PROBLEM DETAILS => Rewrite the data below from the line with "find the patterned" up to and including the line with "left=0, top=0, right=269, bottom=211", replacing "kitchen towel" with "dish towel" and leaving everything else unchanged. Give back only those lines.

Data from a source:
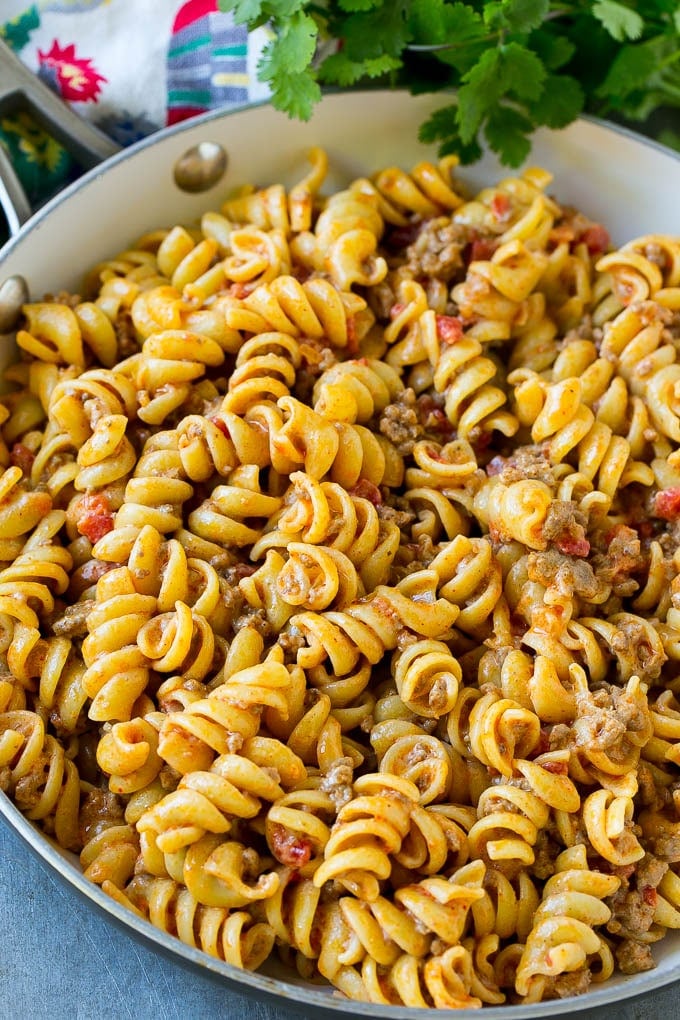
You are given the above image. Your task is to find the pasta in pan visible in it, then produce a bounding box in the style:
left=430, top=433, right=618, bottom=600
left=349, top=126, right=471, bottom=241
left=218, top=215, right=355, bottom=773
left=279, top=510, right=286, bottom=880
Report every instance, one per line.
left=0, top=149, right=680, bottom=1009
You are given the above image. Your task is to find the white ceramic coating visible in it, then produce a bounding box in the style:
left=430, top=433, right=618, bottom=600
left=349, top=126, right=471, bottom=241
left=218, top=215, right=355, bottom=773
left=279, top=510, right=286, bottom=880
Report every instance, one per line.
left=0, top=92, right=680, bottom=1020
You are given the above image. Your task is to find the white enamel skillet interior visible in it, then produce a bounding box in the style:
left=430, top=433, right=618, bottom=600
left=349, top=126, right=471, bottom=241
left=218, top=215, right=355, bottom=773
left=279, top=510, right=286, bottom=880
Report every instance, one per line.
left=0, top=92, right=680, bottom=1020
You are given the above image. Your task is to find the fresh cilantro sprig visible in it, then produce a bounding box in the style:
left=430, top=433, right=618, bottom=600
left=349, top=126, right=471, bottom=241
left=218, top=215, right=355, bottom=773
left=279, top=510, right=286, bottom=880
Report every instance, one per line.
left=219, top=0, right=680, bottom=166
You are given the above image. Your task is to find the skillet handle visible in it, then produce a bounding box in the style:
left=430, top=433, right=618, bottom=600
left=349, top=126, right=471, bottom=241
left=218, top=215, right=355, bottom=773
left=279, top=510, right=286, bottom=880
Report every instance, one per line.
left=0, top=39, right=119, bottom=234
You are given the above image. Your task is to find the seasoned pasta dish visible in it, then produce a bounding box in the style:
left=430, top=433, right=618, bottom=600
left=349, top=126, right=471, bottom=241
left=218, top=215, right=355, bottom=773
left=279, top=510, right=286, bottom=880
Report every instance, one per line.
left=0, top=149, right=680, bottom=1009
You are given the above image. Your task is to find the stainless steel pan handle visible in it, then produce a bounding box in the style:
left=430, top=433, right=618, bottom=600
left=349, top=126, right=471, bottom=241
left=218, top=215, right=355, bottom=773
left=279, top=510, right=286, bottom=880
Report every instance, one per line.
left=0, top=39, right=119, bottom=234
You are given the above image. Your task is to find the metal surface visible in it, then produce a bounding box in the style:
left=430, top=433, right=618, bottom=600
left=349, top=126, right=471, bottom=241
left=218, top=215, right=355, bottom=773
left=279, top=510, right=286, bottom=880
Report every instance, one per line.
left=0, top=818, right=680, bottom=1020
left=0, top=276, right=29, bottom=335
left=174, top=142, right=228, bottom=193
left=0, top=93, right=680, bottom=1020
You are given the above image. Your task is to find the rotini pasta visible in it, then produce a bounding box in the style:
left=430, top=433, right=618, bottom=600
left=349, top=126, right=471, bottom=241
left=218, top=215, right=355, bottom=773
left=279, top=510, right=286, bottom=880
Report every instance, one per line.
left=0, top=143, right=680, bottom=1009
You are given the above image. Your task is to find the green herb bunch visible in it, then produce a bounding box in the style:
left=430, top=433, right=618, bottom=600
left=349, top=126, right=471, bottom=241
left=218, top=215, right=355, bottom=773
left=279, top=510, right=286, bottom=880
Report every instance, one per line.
left=220, top=0, right=680, bottom=166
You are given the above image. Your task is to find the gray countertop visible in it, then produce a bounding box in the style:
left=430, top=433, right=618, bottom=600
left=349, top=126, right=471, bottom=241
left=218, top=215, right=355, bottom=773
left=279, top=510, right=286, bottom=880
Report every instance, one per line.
left=0, top=818, right=680, bottom=1020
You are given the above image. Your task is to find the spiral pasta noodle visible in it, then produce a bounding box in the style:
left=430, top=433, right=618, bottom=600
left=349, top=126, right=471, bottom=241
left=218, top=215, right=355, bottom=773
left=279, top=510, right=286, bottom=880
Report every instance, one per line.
left=0, top=149, right=680, bottom=1009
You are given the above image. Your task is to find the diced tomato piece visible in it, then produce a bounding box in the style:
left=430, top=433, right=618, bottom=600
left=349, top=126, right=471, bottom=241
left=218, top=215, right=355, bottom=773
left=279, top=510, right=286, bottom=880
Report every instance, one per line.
left=228, top=283, right=257, bottom=301
left=208, top=417, right=231, bottom=440
left=347, top=315, right=359, bottom=354
left=383, top=220, right=423, bottom=250
left=350, top=478, right=382, bottom=507
left=580, top=223, right=612, bottom=255
left=9, top=443, right=36, bottom=478
left=491, top=192, right=510, bottom=219
left=434, top=315, right=463, bottom=344
left=268, top=822, right=312, bottom=868
left=75, top=493, right=113, bottom=545
left=555, top=534, right=590, bottom=557
left=653, top=487, right=680, bottom=520
left=468, top=238, right=495, bottom=262
left=548, top=223, right=576, bottom=245
left=472, top=432, right=493, bottom=456
left=486, top=454, right=507, bottom=478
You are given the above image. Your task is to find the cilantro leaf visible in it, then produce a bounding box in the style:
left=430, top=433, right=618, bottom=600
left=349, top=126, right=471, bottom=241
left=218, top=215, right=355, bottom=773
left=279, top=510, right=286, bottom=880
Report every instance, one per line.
left=501, top=43, right=545, bottom=99
left=530, top=30, right=576, bottom=70
left=258, top=13, right=318, bottom=83
left=484, top=105, right=532, bottom=166
left=218, top=0, right=680, bottom=165
left=418, top=103, right=481, bottom=163
left=318, top=50, right=402, bottom=88
left=592, top=0, right=644, bottom=43
left=337, top=0, right=380, bottom=13
left=343, top=0, right=411, bottom=60
left=458, top=49, right=502, bottom=144
left=271, top=70, right=321, bottom=120
left=529, top=74, right=584, bottom=130
left=408, top=0, right=485, bottom=46
left=597, top=39, right=659, bottom=98
left=484, top=0, right=551, bottom=33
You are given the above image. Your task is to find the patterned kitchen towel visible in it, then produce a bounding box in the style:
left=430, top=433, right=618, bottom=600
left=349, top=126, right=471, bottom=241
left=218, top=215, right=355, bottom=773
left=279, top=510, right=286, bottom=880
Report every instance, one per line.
left=0, top=0, right=269, bottom=211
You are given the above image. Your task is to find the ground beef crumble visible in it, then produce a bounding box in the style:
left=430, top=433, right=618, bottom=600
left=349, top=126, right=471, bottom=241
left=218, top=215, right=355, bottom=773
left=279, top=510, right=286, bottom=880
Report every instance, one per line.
left=527, top=549, right=601, bottom=600
left=378, top=388, right=423, bottom=457
left=320, top=757, right=354, bottom=811
left=486, top=446, right=555, bottom=486
left=406, top=216, right=470, bottom=283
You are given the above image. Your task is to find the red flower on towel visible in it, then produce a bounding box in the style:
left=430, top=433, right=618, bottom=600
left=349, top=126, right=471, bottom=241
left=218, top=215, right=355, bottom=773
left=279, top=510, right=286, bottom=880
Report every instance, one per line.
left=38, top=39, right=106, bottom=103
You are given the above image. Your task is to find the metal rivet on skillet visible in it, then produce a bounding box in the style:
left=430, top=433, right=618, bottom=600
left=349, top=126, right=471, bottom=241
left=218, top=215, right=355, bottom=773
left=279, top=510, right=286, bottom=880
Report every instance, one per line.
left=0, top=276, right=29, bottom=334
left=174, top=142, right=227, bottom=192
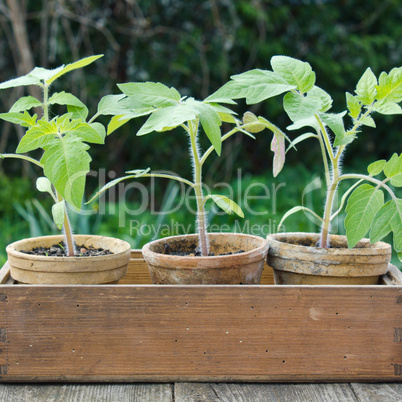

OUTPUT OF THE TASK =>
You are given the above image. Your task is to find the patterned dish towel visible in it, then produce a bounding box in the style:
left=430, top=433, right=618, bottom=600
left=349, top=126, right=471, bottom=241
left=218, top=215, right=355, bottom=773
left=279, top=510, right=286, bottom=880
Report every instance, one per line.
left=0, top=0, right=269, bottom=211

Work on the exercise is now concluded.